To do.
1: In the postpartum depression text, what is the most common class of drugs that physicians prescribe for PPD?
2: From the postpartum depression text, extract the passage starting at "In the vast" and ending at "medications were needed.".
3: Name every hormone that the postpartum depression text says can strongly influence a woman's emotional state through its fluctuations.

Document excerpt.
_ _ _ _ _ _ _

Other researchers believe that there is a biological mechanism at work. Fluctuations in hormones, including thyroid hormone, cortisol, prolactin, progesterone, and estrogen, can strongly influence a woman's emotional state. There is nothing like the transition from late-term pregnancy to new motherhood to toss one's hormones into complete disarray. Changes in brain levels of the neurotransmitters serotonin and norepinephrine also take place soon after a woman gives birth, and these changes are thought to be very important contributors to PPD as well. Deficiencies of the amino acids, vitamins, and minerals that form these neurotransmitters can severely limit the ability of the brain and nervous system to make them.

The scientific consensus is that PPD is multifactorial, which means that all of the above variables – hormonal, psychological, and neurochemical – come into play. We believe that all of these factors share one important and commonly overlooked characteristic: The balance of each of these systems relies upon proper nutrition. If the nutritional building blocks that the body needs to make hormones, neurotransmitters, and other mood-altering body chemicals are not present in adequate amounts, mood and physical health can both be compromised.

Medical treatment for postpartum depression

As is the case with depression unrelated to pregnancy, mood-altering drugs and psychotherapy are conventional medicine's treatments of choice for PPD. While talking to a trusted friend or psychotherapist is often helpful, the usefulness of the drugs most often prescribed for women with PPD has not yet been proven. Most physicians treat PPD with various psychiatric drugs that, in effect, trick the brain into thinking it has more neurotransmitters than it actually does – specifically, that levels of one or both of two very important brain neurotransmitters, serotonin and norepinephrine, have been increased. Serotonin and norepinephrine are fundamental to a healthy body because they carry nerve signals and messages throughout the brain and the rest of the nervous system. They have a profound effect on mood and self-esteem, as well as on many other important functions within the body. A deficiency of these neurotransmitters can lead to depression, anxiety, insomnia, anger, obesity, and a host of other serious ailments.

In the vast majority of cases of PPD, the real cause of low levels of serotonin or norepinephrine in the brain is a deficiency of the nutritional precursors that the body needs to make these neurotransmitters. Interestingly, not only do the psychiatric drugs most commonly prescribed for PPD not increase serotonin and neroepinephrine levels, but they actually cause the body's reserves of the nutritional precursors needed to produce them to be used up more rapidly, worsening the state of nutritional deficiency. This is probably why it is so difficult for so many people to go off these drugs. It is not unusual for doctors to hear that a person had a very good initial experience with one of these drugs but that, as time passed, the good feelings wore off and higher doses and/or different medications were needed.

The most common class of drugs physicians prescribe for PPD is known as selective serotonin reuptake inhibitors, or SSRIs, the best-known of which is fluoxetine (Prozac). Other medications in this category include citalopram (Celexa), paroxetine (Paxil), and sertraline (Zoloft). These agents act by keeping serotonin in the brain's synapses (the spaces between nerve cells) for a longer period of time. They also pull serotonin out of the "serotonin stores" in the brain cells and pull it into the synapses. However, as we learn so tragically from time to time when we hear of mothers on medication for PPD who harm or even kill their children, these drugs don't always work. In fact, they fail to work over the long term at least one-third of the time. SSRIs speed up the rate at which serotonin is used up in the brain. If you drive a car at a high rate of speed, it uses up more gas and you have to fill up the tank more often. Similarly, if you speed up the rate at which the brain uses up serotonin by taking SSRIs you will need to replace the nutritional precursors more rapidly.

_ _ _ _ _ _ _

Record set.
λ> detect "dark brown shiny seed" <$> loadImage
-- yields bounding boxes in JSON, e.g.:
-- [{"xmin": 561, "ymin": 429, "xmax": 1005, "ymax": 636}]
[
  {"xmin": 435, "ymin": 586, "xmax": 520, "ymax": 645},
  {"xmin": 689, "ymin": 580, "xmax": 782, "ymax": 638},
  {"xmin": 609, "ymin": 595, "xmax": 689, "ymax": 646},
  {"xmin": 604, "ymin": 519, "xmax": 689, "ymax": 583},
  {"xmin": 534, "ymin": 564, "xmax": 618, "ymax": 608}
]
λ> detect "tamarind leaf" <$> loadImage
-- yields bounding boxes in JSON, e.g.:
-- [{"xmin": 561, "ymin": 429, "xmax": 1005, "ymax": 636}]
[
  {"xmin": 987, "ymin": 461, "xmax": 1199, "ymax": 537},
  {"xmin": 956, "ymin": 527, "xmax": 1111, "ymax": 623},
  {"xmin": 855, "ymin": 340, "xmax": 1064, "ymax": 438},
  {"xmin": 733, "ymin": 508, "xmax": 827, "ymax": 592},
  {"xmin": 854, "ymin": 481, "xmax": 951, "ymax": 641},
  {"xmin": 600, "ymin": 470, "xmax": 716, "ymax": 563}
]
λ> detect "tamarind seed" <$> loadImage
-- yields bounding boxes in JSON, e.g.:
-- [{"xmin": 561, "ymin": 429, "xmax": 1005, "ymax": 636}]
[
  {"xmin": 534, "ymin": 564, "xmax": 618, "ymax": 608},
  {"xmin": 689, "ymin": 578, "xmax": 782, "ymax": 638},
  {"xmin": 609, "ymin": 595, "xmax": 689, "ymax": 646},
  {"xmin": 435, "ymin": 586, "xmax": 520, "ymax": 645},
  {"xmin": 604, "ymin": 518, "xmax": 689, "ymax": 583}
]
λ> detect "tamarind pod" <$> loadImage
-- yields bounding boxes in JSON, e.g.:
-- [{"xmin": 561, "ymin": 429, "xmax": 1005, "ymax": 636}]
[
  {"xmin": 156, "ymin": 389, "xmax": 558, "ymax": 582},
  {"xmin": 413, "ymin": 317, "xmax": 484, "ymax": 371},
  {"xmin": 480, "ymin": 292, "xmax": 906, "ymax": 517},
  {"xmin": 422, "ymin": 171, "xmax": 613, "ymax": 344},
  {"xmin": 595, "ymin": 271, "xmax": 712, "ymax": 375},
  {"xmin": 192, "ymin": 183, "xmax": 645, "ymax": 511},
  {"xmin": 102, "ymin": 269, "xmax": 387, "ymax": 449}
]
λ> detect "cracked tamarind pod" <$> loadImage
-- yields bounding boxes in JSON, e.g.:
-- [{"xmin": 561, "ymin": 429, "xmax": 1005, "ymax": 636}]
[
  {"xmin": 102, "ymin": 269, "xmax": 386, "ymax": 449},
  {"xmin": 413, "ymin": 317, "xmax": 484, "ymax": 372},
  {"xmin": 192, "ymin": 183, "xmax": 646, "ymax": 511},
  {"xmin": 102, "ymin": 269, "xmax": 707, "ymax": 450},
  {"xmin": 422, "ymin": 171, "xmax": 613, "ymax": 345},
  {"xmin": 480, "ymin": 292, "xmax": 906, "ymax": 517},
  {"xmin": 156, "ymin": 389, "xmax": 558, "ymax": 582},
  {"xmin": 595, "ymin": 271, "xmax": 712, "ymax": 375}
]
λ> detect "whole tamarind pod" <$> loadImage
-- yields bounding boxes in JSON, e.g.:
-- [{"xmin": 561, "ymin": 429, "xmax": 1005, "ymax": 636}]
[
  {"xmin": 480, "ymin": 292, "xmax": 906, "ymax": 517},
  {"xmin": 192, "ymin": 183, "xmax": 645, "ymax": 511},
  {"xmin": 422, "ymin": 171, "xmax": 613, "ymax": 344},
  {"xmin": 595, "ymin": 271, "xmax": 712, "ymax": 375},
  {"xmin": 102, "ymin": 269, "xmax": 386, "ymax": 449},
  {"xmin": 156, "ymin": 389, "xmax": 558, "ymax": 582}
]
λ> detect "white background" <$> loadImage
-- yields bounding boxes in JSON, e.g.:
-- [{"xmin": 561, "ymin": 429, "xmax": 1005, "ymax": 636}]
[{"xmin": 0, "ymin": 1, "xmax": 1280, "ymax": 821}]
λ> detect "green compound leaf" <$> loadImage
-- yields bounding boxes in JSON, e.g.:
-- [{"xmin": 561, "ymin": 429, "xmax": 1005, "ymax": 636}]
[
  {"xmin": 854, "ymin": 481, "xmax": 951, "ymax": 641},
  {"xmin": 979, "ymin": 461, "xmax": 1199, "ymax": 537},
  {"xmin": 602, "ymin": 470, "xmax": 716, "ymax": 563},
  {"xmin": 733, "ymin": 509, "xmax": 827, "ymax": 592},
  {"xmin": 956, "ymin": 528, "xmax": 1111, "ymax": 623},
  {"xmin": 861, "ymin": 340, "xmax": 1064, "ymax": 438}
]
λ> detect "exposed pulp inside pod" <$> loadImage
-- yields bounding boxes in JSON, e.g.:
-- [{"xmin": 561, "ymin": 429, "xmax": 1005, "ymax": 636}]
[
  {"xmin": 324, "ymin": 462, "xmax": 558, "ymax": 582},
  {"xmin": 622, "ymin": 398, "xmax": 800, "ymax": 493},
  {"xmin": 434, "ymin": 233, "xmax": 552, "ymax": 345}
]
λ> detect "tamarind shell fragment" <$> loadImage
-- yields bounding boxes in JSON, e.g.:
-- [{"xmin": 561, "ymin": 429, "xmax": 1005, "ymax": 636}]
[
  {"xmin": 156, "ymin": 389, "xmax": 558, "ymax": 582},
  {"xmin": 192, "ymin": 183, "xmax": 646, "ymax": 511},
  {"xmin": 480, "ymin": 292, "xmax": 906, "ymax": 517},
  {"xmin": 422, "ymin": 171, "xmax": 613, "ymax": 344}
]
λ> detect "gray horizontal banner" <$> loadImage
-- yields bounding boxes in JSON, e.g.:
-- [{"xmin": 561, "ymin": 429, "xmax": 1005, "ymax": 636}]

_ _ _ _ _ _ _

Your responses.
1: Selective serotonin reuptake inhibitors (SSRIs)

2:
In the vast majority of cases of PPD, the real cause of low levels of serotonin or norepinephrine in the brain is a deficiency of the nutritional precursors that the body needs to make these neurotransmitters. Interestingly, not only do the psychiatric drugs most commonly prescribed for PPD not increase serotonin and neroepinephrine levels, but they actually cause the body's reserves of the nutritional precursors needed to produce them to be used up more rapidly, worsening the state of nutritional deficiency. This is probably why it is so difficult for so many people to go off these drugs. It is not unusual for doctors to hear that a person had a very good initial experience with one of these drugs but that, as time passed, the good feelings wore off and higher doses and/or different medications were needed.

3: thyroid hormone, cortisol, prolactin, progesterone, estrogen